• _WHAT THE TASK REQUIRES_
Copy the rows word for word, beginning at the first line of the rows and stopping after the line that contains "[[[27,234],[29,221],[25,205],[0,214],[0,249],[20,249]]]". Include both of those lines.

• _Object outline annotations_
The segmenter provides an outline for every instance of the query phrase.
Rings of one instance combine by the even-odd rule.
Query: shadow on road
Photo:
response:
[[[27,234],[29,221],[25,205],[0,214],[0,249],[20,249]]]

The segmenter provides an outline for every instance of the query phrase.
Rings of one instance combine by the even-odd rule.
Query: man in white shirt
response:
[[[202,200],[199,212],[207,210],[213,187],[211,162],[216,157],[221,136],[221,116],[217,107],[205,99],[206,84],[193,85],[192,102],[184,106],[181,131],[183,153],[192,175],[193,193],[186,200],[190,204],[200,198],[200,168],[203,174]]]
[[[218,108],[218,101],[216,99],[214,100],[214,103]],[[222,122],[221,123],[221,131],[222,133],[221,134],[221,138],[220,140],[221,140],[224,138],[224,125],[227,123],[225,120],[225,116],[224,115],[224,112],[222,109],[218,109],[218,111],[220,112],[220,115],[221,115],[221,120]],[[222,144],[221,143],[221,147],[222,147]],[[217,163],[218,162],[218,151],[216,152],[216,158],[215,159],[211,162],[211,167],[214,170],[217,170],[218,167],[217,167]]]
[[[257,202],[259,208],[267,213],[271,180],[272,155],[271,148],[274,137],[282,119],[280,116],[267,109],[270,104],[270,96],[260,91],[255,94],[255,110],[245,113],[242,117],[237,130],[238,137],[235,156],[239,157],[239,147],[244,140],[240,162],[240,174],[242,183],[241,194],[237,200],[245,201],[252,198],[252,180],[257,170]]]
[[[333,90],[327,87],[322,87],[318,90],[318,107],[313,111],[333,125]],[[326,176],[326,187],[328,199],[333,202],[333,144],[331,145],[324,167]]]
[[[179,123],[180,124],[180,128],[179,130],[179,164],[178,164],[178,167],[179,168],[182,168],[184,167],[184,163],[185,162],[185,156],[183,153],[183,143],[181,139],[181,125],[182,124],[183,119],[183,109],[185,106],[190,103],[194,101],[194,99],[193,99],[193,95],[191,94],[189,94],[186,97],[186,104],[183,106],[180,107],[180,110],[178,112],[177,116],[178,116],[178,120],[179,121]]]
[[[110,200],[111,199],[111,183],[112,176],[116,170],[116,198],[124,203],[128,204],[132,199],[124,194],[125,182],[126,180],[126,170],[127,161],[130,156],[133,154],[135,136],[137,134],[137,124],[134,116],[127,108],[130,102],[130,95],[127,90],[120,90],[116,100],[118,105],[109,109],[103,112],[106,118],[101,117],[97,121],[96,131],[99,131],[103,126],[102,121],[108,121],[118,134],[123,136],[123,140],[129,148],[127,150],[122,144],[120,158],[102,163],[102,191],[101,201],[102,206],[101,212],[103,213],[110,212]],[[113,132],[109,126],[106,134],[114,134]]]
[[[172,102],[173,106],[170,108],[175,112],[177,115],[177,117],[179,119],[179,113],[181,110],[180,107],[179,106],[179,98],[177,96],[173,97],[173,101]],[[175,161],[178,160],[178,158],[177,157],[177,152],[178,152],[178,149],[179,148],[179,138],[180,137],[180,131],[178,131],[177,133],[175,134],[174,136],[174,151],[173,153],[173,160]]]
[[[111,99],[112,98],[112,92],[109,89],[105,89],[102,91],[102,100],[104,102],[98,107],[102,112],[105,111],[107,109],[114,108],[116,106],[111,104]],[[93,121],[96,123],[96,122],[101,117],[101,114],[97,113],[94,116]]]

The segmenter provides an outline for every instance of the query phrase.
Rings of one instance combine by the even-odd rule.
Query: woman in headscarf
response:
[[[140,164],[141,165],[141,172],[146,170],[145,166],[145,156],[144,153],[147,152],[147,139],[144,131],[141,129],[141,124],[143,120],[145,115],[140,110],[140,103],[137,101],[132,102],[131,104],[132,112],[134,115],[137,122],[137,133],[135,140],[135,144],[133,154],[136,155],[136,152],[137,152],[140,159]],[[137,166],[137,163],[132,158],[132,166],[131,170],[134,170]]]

• _ANSWER FOR THIS EXERCISE_
The segmenter provides an outline for every instance of the query phrase.
Rings of one instance combine by the even-odd rule.
Query: shadow on road
Photo:
response:
[[[27,234],[29,221],[25,205],[0,214],[0,249],[20,249]]]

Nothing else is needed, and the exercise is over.